Directive
Reproduce the listing below line for line, without changing a single character.

Data for this exercise
** BEGIN **

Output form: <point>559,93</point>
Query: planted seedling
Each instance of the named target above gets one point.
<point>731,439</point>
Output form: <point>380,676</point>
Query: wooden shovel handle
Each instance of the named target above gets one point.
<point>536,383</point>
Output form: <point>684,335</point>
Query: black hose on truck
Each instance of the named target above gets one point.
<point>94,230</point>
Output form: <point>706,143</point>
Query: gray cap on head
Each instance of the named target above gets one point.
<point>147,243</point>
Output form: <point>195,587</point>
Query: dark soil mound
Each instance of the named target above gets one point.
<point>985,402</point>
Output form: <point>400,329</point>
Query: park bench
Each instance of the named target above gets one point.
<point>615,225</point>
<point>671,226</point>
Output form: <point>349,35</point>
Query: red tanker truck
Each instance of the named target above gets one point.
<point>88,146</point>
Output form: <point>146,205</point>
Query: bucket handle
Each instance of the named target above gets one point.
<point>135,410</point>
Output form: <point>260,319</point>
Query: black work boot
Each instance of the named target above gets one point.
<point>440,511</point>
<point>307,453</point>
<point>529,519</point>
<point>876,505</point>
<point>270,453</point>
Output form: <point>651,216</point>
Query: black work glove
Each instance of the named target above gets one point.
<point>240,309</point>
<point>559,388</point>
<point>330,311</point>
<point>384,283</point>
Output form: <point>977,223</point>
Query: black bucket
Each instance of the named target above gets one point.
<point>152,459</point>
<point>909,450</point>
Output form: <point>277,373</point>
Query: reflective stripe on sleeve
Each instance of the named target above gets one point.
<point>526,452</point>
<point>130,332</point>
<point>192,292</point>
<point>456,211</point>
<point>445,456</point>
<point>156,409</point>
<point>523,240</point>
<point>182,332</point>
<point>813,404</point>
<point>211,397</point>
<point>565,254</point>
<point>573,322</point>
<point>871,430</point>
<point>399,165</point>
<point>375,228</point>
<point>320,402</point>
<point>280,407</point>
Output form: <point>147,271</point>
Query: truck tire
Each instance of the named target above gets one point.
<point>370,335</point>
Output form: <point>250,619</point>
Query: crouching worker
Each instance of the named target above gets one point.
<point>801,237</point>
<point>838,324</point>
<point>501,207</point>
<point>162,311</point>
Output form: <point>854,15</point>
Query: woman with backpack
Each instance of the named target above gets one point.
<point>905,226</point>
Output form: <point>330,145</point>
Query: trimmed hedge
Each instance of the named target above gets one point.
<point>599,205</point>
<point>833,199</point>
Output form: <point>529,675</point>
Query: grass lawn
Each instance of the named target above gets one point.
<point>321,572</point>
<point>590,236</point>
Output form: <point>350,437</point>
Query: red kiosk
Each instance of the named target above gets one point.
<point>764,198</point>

** END **

Output of the task
Output form: <point>559,93</point>
Query: planted seedling
Each instance of the named target above gets one point.
<point>731,439</point>
Output form: <point>380,676</point>
Query: wooden shovel handle
Each instance of the named target above gets one point.
<point>536,383</point>
Output form: <point>684,335</point>
Query: black hose on truck
Each instance of the named target above gets one point.
<point>94,230</point>
Output form: <point>706,143</point>
Query: gray cap on head
Each instance of the named target above gets one point.
<point>147,243</point>
Output form: <point>195,587</point>
Query: dark soil mound
Each instance of the named target above gets one point.
<point>985,402</point>
Output form: <point>400,329</point>
Query: park bench
Each instance of the named target above gets one point.
<point>615,225</point>
<point>671,226</point>
Output form: <point>349,35</point>
Query: red tanker truck
Each instance of the named target above gets one point.
<point>88,146</point>
Output form: <point>146,205</point>
Query: bucket handle
Each instance of the named target above gets one point.
<point>135,410</point>
Output form: <point>260,319</point>
Query: black work boot
Each instance of the named target above gets one point.
<point>440,511</point>
<point>307,453</point>
<point>529,519</point>
<point>876,505</point>
<point>270,453</point>
Output form: <point>651,216</point>
Query: black work glove
Each instance of the named target above gets one point.
<point>240,309</point>
<point>559,388</point>
<point>330,311</point>
<point>384,283</point>
Output form: <point>977,223</point>
Query: black bucket
Each instance of the named target above gets one point.
<point>152,459</point>
<point>909,450</point>
Output form: <point>277,373</point>
Query: reflective stripe on sleeve
Each instance of the named target above gets one point.
<point>526,452</point>
<point>130,332</point>
<point>192,292</point>
<point>456,211</point>
<point>445,456</point>
<point>156,409</point>
<point>523,240</point>
<point>182,332</point>
<point>813,404</point>
<point>211,397</point>
<point>565,254</point>
<point>573,322</point>
<point>871,430</point>
<point>399,165</point>
<point>375,228</point>
<point>320,402</point>
<point>280,407</point>
Output form: <point>147,271</point>
Query: truck tire
Each instance of the named target above gets one point.
<point>370,335</point>
Output form: <point>250,619</point>
Query: crouching worker
Each instance of the named target above gets one point.
<point>801,237</point>
<point>838,324</point>
<point>501,207</point>
<point>162,311</point>
Output form: <point>854,15</point>
Query: woman with backpack
Each instance of the named target above gets one point.
<point>905,226</point>
Output form: <point>330,145</point>
Query: trimmed hedge
Each instance of the named target above gets one point.
<point>599,205</point>
<point>833,199</point>
Output form: <point>529,675</point>
Query: grass lawn
Each instance of the named target above gets one point.
<point>321,572</point>
<point>590,236</point>
Output form: <point>350,437</point>
Query: red kiosk
Each instance of the named target above gets one point.
<point>764,198</point>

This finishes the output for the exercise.